▶ _Instruction_
Please return the records below line for line, with nothing changed.

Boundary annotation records
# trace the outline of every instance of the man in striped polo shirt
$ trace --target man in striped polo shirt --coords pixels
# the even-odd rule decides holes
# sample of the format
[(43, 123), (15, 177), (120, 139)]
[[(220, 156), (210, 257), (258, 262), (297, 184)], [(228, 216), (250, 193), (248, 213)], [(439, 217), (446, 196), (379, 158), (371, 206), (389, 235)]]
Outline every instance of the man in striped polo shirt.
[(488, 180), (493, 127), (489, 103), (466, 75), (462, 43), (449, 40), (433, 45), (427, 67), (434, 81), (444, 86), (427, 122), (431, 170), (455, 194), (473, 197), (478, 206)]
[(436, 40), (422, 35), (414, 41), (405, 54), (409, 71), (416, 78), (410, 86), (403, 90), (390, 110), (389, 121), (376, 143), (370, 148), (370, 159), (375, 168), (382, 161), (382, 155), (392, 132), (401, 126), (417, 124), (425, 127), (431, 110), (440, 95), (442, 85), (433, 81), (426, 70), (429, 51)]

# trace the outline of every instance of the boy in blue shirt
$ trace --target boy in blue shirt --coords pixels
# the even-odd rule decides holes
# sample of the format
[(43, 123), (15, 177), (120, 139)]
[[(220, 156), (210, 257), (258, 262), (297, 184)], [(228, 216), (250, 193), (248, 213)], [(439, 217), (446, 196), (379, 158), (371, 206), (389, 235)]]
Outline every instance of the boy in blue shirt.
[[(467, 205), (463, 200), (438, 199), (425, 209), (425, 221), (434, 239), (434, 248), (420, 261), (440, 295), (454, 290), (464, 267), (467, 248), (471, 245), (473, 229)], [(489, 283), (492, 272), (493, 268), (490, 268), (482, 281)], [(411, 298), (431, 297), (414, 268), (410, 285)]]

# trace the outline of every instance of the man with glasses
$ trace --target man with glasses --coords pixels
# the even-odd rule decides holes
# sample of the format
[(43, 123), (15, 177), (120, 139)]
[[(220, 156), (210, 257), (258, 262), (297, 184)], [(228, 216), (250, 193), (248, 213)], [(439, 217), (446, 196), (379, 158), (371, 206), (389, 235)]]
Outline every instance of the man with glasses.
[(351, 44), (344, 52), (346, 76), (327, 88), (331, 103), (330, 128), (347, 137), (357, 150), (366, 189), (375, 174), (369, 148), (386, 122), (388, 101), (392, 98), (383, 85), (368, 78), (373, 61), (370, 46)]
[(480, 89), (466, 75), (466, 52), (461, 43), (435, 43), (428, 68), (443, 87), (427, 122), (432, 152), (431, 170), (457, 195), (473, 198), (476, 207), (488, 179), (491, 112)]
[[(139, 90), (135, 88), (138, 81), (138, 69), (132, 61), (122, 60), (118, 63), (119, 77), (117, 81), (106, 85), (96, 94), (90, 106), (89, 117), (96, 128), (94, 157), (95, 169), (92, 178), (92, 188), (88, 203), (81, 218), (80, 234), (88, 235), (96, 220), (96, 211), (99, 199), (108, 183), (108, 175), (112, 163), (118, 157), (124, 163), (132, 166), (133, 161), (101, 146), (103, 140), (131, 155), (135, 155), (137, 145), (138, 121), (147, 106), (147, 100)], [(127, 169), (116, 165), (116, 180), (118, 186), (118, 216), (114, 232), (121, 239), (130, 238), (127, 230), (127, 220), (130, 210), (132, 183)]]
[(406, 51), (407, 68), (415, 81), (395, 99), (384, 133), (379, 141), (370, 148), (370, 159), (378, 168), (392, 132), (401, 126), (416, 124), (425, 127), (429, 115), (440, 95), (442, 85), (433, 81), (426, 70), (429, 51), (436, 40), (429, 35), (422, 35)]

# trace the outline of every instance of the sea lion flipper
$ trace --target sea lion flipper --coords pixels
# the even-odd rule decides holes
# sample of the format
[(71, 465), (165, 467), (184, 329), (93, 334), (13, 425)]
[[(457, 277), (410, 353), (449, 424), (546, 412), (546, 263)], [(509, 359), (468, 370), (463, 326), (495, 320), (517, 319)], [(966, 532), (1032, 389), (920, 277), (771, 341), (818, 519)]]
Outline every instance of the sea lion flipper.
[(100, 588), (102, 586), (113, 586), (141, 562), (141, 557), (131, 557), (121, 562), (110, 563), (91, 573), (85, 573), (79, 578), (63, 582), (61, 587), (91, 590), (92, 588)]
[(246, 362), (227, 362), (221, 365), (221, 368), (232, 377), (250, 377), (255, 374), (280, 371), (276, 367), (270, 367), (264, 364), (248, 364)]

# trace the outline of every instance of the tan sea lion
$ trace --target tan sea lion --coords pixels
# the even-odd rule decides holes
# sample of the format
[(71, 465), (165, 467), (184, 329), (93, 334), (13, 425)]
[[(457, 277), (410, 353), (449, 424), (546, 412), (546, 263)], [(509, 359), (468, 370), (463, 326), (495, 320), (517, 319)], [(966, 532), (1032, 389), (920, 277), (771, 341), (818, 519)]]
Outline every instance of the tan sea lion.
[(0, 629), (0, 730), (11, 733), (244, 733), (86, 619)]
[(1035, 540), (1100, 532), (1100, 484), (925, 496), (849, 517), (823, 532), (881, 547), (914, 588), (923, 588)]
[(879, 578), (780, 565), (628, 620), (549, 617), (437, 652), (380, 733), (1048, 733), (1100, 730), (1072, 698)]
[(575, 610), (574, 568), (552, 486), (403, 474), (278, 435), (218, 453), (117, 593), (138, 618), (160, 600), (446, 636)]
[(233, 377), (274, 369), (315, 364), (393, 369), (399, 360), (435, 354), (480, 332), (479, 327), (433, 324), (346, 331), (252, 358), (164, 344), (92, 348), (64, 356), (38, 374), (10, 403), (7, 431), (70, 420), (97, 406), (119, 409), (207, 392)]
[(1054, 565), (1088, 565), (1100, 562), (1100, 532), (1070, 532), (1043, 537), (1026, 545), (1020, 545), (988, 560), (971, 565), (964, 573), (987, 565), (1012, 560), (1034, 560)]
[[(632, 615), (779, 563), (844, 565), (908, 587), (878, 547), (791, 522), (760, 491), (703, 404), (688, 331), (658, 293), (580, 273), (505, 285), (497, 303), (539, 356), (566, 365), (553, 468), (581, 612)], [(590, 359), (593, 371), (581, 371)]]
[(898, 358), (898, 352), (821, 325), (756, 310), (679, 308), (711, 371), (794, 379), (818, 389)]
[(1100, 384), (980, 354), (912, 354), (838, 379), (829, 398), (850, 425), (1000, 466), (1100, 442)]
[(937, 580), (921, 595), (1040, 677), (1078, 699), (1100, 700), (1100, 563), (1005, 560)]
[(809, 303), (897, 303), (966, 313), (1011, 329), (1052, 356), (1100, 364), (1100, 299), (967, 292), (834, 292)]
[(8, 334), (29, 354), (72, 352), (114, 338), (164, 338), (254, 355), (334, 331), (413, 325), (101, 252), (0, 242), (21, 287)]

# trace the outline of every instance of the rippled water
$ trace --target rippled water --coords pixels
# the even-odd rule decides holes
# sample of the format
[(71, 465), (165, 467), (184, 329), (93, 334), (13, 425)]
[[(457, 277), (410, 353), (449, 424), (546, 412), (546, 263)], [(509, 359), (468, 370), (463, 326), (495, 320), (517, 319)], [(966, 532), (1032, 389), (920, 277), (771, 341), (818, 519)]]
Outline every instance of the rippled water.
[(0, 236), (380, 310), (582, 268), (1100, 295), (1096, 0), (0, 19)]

▶ _Task response_
# trace the outline of every instance of the man in striped polo shirt
$ trace --target man in striped polo shirt --coords pixels
# the even-odd rule decides holes
# sample of the format
[(43, 123), (15, 177), (120, 139)]
[[(220, 156), (210, 257), (258, 262), (297, 184)], [(228, 216), (250, 193), (248, 213)], [(439, 217), (446, 196), (379, 158), (371, 206), (389, 235)]]
Outline every instance of the man in striped polo shirt.
[(488, 180), (493, 127), (489, 103), (466, 75), (462, 43), (449, 40), (433, 45), (427, 67), (434, 81), (444, 86), (427, 122), (431, 170), (455, 194), (473, 197), (478, 206)]
[(436, 40), (422, 35), (414, 41), (405, 54), (409, 71), (416, 78), (410, 86), (403, 90), (390, 110), (389, 121), (376, 143), (370, 148), (370, 159), (375, 168), (382, 161), (382, 155), (392, 132), (401, 126), (417, 124), (425, 127), (431, 110), (440, 95), (442, 85), (433, 81), (426, 70), (429, 51)]

# trace the outline of every instance of the boy in blue shirt
$ trace --target boy in blue shirt --coords pixels
# the even-odd rule decides holes
# sample of the format
[(43, 123), (15, 177), (120, 139)]
[[(220, 156), (210, 257), (258, 262), (297, 184)], [(228, 216), (250, 193), (248, 213)], [(439, 217), (446, 196), (379, 158), (371, 206), (389, 235)]]
Outline every instance of the boy in blue shirt.
[[(467, 205), (463, 200), (438, 199), (425, 209), (425, 221), (434, 239), (434, 248), (420, 261), (440, 295), (454, 290), (464, 267), (467, 248), (471, 245), (473, 229)], [(489, 283), (492, 272), (493, 268), (490, 268), (482, 281)], [(411, 298), (431, 297), (414, 268), (410, 285)]]

# trace the outline of every instance of the man with glasses
$ trace --target man with glasses --coords pixels
# the even-odd rule decides holes
# sample of the format
[(43, 123), (15, 177), (120, 139)]
[[(220, 156), (210, 257), (258, 262), (297, 184)], [(228, 216), (250, 193), (248, 213)], [(439, 217), (446, 196), (379, 158), (371, 206), (389, 235)]]
Outline every instance of the man with glasses.
[(351, 44), (344, 52), (346, 76), (327, 88), (331, 103), (330, 128), (347, 137), (357, 150), (366, 189), (375, 174), (369, 148), (386, 122), (388, 101), (392, 98), (383, 85), (368, 78), (373, 61), (370, 46)]
[(480, 89), (466, 75), (466, 52), (461, 43), (435, 43), (428, 68), (443, 87), (427, 122), (432, 152), (431, 170), (457, 195), (473, 198), (476, 207), (488, 179), (491, 112)]
[[(139, 90), (135, 88), (138, 81), (138, 69), (132, 61), (122, 60), (118, 63), (119, 77), (117, 81), (106, 85), (96, 94), (90, 106), (89, 117), (96, 128), (94, 157), (95, 169), (92, 178), (92, 188), (88, 203), (81, 218), (80, 234), (88, 235), (96, 220), (96, 211), (99, 199), (108, 183), (108, 175), (112, 163), (118, 157), (124, 163), (132, 166), (133, 161), (101, 146), (103, 140), (131, 155), (135, 155), (137, 145), (138, 121), (147, 106), (147, 100)], [(127, 169), (116, 165), (116, 180), (118, 186), (118, 216), (114, 232), (121, 239), (130, 238), (127, 230), (127, 220), (130, 210), (132, 183)]]
[(406, 51), (407, 68), (415, 81), (395, 99), (384, 133), (379, 141), (370, 148), (370, 159), (378, 168), (392, 132), (401, 126), (416, 124), (425, 127), (429, 115), (440, 95), (442, 85), (433, 81), (426, 70), (429, 51), (436, 40), (429, 35), (422, 35)]

# trace the outline of every instance of the sea lion flipper
$ trace --target sea lion flipper --coords pixels
# the even-odd rule decides holes
# sample of the format
[(71, 465), (165, 467), (184, 329), (93, 334), (13, 425)]
[[(457, 277), (410, 353), (449, 424), (546, 412), (546, 263)], [(509, 359), (468, 370), (463, 326), (495, 320), (517, 319)], [(966, 532), (1032, 389), (920, 277), (771, 341), (818, 519)]]
Outline every instance of the sea lion flipper.
[(100, 588), (102, 586), (113, 586), (141, 562), (141, 557), (131, 557), (121, 562), (110, 563), (91, 573), (85, 573), (79, 578), (63, 582), (61, 587), (91, 590), (92, 588)]
[(246, 362), (227, 362), (221, 365), (221, 368), (232, 377), (250, 377), (255, 374), (280, 371), (276, 367), (270, 367), (264, 364), (248, 364)]

# trace the outline of every instance of the tan sea lion
$ trace --target tan sea lion --coords pixels
# the even-odd rule decides holes
# sample of the format
[(71, 465), (165, 467), (184, 329), (93, 334), (13, 425)]
[[(457, 277), (410, 353), (449, 424), (546, 412), (546, 263)], [(509, 359), (468, 370), (463, 326), (495, 320), (517, 319)], [(966, 532), (1032, 389), (920, 277), (771, 341), (818, 519)]]
Outline every instance of the tan sea lion.
[(0, 629), (0, 730), (11, 733), (244, 733), (86, 619)]
[(1035, 540), (1100, 532), (1100, 484), (925, 496), (849, 517), (823, 532), (881, 547), (914, 588), (923, 588)]
[(879, 578), (780, 565), (628, 620), (549, 617), (437, 652), (380, 733), (1048, 733), (1100, 730), (1072, 698)]
[(575, 610), (574, 568), (552, 486), (403, 474), (278, 435), (218, 453), (117, 593), (138, 618), (160, 600), (446, 636)]
[(233, 377), (274, 369), (315, 364), (393, 369), (399, 360), (435, 354), (480, 332), (479, 327), (433, 324), (346, 331), (252, 358), (164, 344), (92, 348), (64, 356), (38, 374), (10, 403), (7, 431), (70, 420), (97, 406), (119, 409), (207, 392)]
[(1054, 565), (1088, 565), (1100, 562), (1100, 532), (1070, 532), (1043, 537), (1026, 545), (1020, 545), (988, 560), (971, 565), (964, 573), (987, 565), (1012, 560), (1034, 560)]
[[(632, 615), (779, 563), (844, 565), (908, 587), (878, 547), (791, 522), (760, 491), (703, 404), (688, 331), (658, 293), (580, 273), (505, 285), (497, 303), (539, 356), (566, 365), (553, 468), (581, 612)], [(590, 359), (593, 371), (581, 371)]]
[(898, 358), (898, 352), (821, 325), (756, 310), (679, 308), (711, 371), (794, 379), (818, 389)]
[(1100, 384), (980, 354), (912, 354), (838, 379), (829, 398), (850, 425), (1000, 466), (1100, 442)]
[(937, 580), (921, 595), (1040, 677), (1078, 699), (1100, 700), (1100, 563), (1005, 560)]
[(809, 303), (897, 303), (966, 313), (1011, 329), (1052, 356), (1100, 364), (1100, 299), (967, 292), (834, 292)]
[(8, 334), (29, 354), (72, 352), (114, 338), (164, 338), (254, 355), (334, 331), (413, 325), (101, 252), (0, 242), (21, 287)]

# trace the outline of every instance of the rippled water
$ trace --target rippled water --coords pixels
# the even-odd rule decides holes
# sample of the format
[(71, 465), (165, 467), (184, 329), (93, 334), (13, 425)]
[[(457, 277), (410, 353), (449, 424), (546, 412), (546, 263)], [(509, 359), (468, 370), (463, 326), (495, 320), (517, 319)], [(966, 532), (1032, 389), (920, 277), (771, 341), (818, 519)]]
Outline every instance of the rippled water.
[(0, 236), (380, 310), (582, 268), (1100, 295), (1096, 0), (0, 19)]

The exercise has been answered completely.